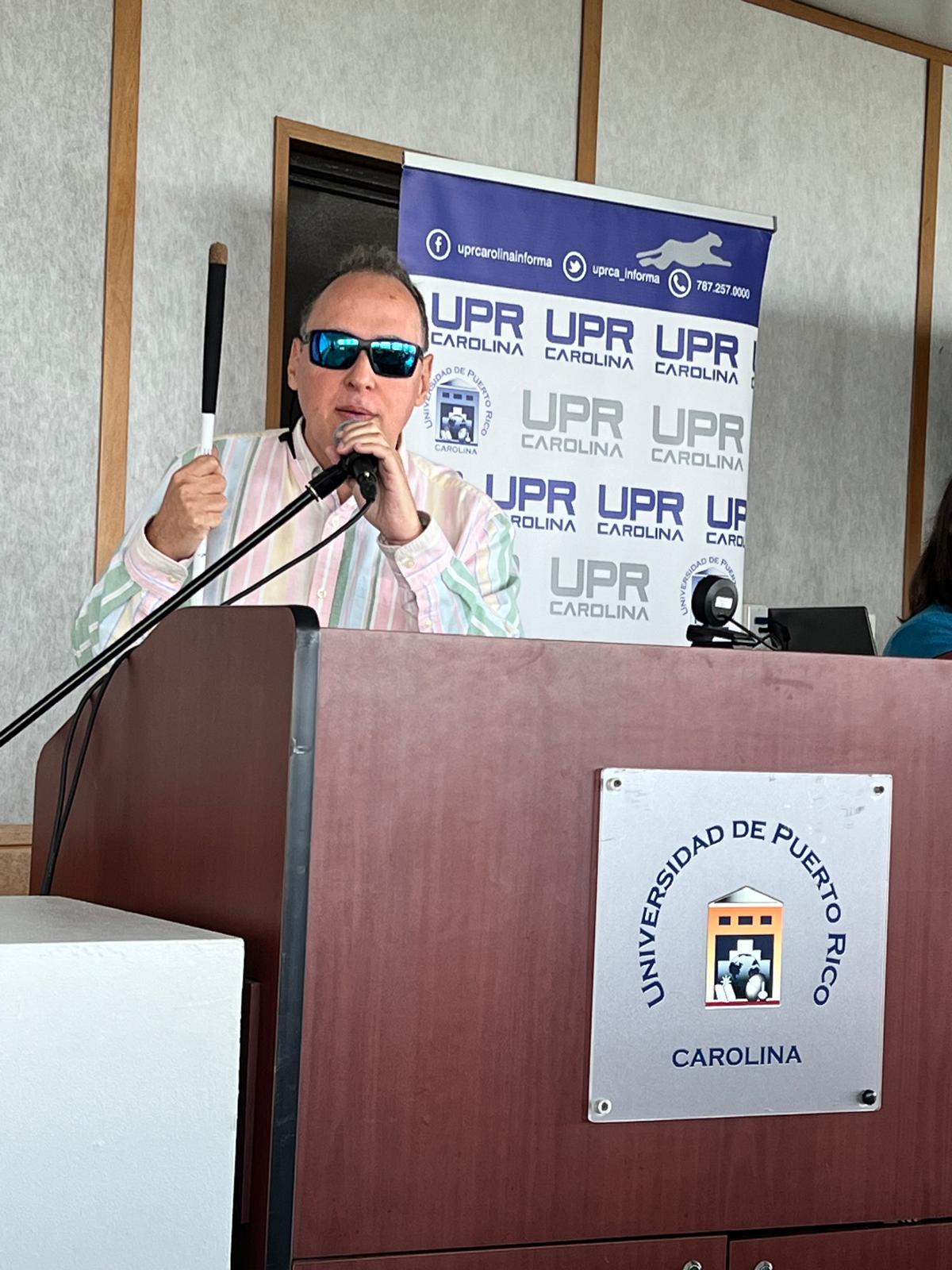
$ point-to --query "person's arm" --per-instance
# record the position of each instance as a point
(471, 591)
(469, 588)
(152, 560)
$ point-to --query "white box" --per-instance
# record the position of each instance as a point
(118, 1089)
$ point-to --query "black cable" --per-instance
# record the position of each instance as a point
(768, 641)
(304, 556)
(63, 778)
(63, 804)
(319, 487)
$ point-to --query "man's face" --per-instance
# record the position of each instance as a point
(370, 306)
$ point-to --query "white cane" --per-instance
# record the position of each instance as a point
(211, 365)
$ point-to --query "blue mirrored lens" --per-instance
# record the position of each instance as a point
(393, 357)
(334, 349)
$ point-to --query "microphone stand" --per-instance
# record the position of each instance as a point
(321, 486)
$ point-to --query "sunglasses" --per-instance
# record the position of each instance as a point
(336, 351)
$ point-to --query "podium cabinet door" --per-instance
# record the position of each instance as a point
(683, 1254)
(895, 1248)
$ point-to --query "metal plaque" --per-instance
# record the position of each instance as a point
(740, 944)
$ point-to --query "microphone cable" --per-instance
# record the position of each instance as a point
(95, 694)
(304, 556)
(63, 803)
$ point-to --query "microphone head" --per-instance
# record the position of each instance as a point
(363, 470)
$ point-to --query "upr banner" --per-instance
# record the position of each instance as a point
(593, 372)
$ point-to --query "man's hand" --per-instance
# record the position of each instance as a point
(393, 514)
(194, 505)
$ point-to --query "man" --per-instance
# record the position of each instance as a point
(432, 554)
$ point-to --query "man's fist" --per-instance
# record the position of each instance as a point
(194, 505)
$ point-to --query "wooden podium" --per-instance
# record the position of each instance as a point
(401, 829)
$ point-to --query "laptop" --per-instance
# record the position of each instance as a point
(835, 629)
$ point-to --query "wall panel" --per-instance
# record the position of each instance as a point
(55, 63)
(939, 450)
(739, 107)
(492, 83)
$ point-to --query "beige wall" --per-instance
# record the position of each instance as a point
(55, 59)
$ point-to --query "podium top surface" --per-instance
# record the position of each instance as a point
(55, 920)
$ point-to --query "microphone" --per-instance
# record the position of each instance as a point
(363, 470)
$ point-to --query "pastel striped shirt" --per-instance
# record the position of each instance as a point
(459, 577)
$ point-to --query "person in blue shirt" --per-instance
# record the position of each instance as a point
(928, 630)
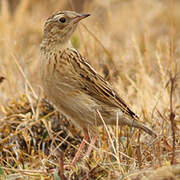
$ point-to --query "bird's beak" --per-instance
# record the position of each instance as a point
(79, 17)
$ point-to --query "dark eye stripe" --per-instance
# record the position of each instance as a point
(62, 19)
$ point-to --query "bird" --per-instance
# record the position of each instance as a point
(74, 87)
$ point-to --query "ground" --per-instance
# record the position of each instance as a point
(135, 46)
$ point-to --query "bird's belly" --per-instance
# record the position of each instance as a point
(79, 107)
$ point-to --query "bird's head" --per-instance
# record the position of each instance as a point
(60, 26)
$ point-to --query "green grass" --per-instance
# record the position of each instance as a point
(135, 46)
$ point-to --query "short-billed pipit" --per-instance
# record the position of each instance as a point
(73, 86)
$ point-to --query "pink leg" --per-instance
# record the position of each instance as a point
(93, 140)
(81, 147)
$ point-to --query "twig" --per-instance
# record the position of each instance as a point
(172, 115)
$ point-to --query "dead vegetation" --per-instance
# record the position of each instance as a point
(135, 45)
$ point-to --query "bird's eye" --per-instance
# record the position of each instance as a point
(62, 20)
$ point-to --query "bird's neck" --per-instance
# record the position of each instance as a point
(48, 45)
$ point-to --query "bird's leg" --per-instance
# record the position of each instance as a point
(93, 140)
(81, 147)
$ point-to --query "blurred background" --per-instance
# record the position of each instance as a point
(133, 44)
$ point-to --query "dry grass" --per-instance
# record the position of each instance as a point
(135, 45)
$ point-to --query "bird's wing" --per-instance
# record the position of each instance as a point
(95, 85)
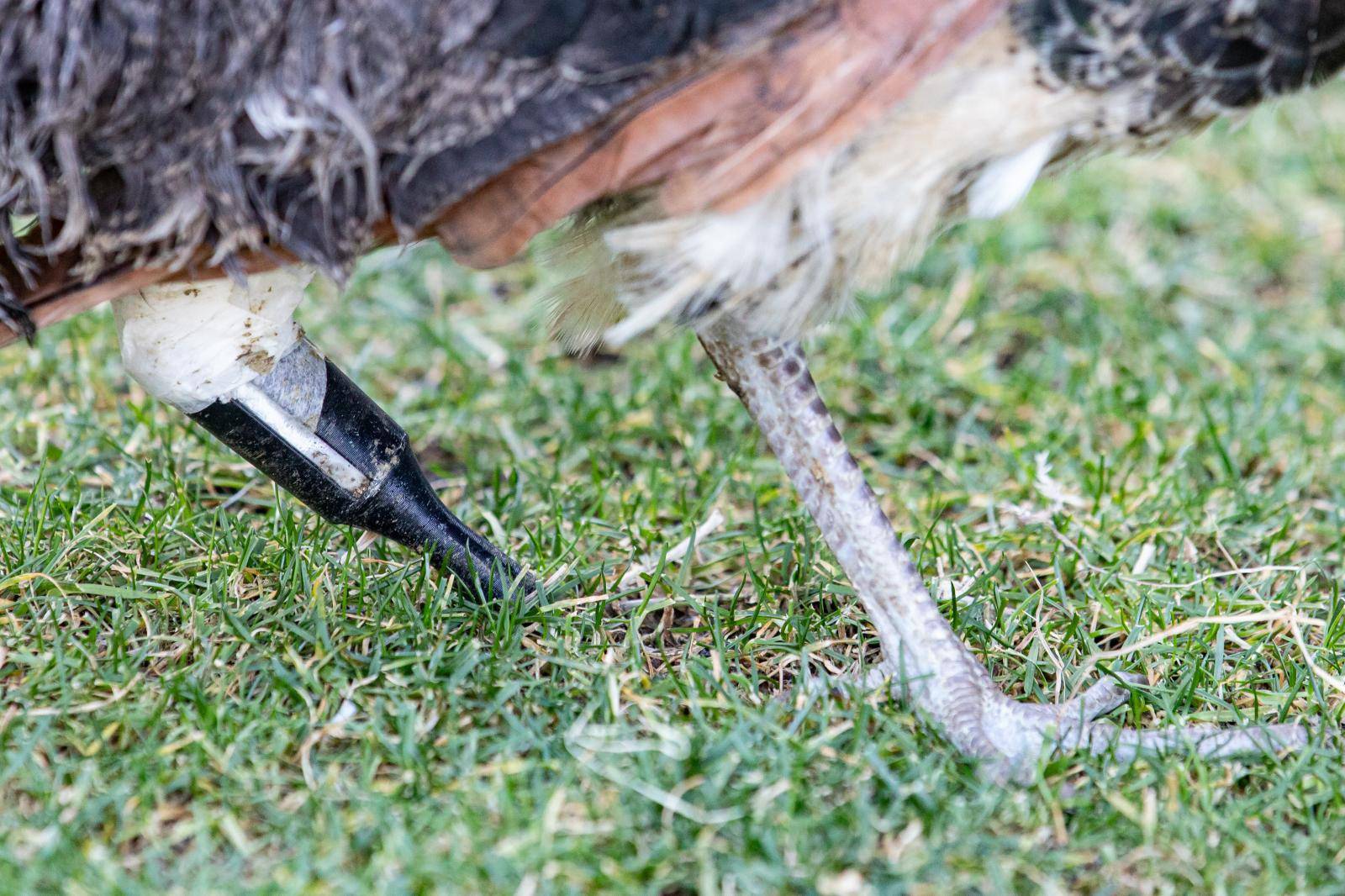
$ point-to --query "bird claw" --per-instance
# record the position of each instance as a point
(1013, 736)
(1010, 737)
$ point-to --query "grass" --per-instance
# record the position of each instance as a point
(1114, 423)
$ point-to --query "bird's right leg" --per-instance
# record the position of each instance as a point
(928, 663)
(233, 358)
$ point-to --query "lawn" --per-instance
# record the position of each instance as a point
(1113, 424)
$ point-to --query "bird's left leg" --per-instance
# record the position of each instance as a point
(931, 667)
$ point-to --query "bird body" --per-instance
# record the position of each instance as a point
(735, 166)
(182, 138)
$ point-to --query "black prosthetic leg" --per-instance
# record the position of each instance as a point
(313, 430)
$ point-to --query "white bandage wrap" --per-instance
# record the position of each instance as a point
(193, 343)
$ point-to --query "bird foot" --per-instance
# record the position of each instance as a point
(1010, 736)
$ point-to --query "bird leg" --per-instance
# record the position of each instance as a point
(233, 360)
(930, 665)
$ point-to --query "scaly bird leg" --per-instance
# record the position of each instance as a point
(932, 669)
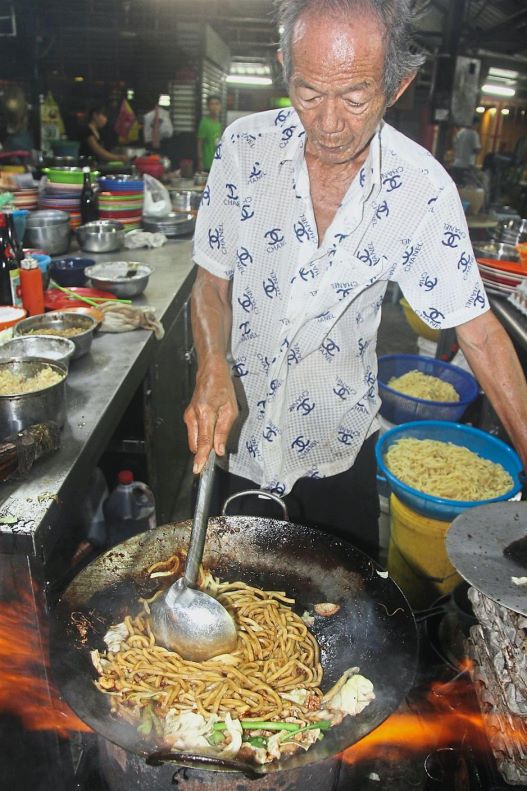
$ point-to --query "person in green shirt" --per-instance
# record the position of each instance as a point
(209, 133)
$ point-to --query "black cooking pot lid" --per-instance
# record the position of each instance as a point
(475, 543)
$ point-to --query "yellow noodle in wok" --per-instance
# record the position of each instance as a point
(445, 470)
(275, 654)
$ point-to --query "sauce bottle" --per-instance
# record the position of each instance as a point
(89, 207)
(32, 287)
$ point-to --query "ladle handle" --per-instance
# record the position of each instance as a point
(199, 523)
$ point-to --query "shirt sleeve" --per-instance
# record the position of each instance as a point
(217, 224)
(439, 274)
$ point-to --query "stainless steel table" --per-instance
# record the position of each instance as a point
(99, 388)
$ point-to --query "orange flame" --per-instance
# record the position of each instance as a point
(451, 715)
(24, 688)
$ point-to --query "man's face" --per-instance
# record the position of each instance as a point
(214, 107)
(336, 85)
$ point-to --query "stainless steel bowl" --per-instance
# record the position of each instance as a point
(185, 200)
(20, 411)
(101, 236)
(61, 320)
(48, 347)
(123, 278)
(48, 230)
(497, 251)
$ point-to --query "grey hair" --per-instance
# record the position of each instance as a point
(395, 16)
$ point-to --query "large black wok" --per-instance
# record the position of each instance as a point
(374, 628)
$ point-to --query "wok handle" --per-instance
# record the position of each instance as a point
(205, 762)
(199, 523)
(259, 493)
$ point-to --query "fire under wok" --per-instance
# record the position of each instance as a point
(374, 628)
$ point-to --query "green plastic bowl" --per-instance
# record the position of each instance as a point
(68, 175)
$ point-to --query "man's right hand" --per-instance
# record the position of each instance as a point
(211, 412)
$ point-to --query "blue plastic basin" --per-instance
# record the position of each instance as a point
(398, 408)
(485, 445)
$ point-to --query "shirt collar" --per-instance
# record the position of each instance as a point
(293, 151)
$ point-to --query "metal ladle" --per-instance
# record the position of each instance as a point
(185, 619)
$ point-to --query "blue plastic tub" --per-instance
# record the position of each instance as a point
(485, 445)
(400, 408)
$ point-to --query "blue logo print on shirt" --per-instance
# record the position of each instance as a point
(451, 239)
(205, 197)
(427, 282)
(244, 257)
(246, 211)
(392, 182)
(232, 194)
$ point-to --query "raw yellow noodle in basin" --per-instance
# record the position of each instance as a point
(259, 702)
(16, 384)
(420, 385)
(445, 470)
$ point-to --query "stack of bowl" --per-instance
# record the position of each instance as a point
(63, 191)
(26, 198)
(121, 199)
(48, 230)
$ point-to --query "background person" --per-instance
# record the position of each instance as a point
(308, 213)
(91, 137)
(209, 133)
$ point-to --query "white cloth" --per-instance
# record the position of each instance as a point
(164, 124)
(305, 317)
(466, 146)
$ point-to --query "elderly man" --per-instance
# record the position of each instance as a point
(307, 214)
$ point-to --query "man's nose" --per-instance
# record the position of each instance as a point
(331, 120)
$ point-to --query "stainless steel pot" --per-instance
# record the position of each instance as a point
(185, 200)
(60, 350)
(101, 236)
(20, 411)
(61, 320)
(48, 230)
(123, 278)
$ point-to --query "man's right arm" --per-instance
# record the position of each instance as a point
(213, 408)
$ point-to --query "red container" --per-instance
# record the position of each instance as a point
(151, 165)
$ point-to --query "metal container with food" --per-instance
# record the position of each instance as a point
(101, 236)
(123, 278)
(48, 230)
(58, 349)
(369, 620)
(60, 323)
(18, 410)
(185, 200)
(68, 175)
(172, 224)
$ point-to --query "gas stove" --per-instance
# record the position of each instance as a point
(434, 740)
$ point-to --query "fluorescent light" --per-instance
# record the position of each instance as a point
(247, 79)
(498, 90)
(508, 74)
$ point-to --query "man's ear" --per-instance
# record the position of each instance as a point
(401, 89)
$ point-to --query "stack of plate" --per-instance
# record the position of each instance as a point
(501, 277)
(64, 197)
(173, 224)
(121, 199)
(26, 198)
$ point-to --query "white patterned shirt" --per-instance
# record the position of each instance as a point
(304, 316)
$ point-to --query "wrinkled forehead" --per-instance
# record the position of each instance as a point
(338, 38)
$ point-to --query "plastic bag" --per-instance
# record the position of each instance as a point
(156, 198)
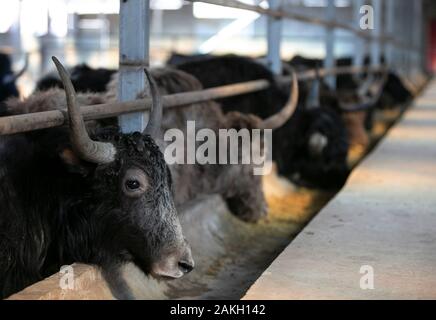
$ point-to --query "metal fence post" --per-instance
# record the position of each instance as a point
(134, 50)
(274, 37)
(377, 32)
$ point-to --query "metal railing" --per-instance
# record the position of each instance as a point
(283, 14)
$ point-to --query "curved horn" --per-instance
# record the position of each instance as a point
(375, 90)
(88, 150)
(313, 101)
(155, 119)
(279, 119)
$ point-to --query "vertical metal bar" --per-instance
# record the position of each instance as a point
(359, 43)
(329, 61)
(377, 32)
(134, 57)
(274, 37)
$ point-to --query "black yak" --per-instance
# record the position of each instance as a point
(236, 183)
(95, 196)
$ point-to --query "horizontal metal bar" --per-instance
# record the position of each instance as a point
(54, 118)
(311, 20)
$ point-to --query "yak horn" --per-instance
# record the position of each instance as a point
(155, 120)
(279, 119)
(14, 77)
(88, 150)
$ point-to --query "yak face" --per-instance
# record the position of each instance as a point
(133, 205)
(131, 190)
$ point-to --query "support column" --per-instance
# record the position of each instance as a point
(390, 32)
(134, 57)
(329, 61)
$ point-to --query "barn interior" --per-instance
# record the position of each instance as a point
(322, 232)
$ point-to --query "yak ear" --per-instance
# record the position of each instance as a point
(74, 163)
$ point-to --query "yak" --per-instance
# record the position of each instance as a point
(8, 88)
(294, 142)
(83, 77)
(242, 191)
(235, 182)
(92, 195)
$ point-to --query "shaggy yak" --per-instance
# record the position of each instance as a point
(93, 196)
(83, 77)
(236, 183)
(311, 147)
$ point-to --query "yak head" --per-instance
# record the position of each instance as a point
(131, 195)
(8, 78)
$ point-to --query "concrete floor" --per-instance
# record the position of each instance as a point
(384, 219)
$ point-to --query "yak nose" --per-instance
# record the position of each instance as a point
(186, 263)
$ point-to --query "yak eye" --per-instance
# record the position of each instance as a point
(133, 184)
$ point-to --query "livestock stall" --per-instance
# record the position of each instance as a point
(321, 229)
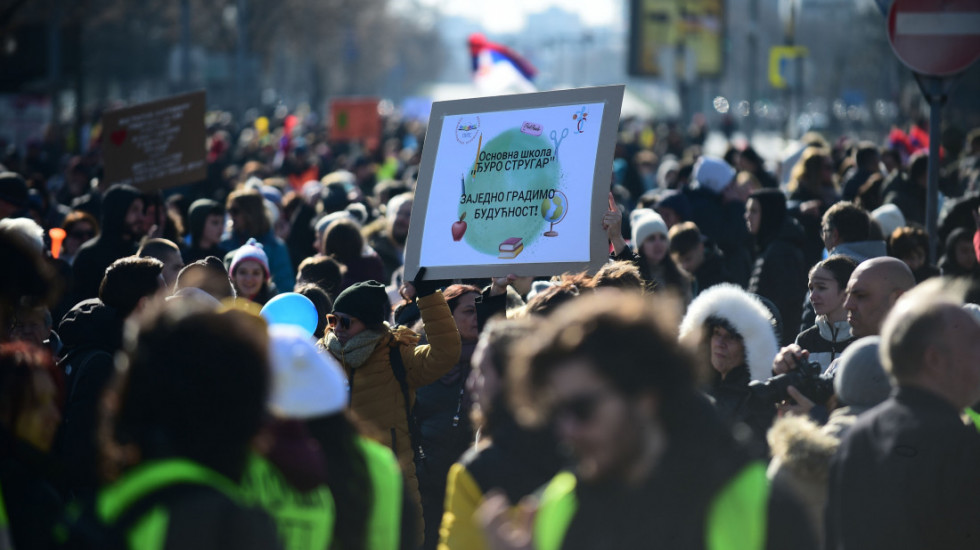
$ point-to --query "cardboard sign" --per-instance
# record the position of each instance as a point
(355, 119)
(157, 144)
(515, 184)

# About this task
If a line contains the word "handle", it counts; say how many such lines the records hold, and give only that number.

# Result for this exercise
2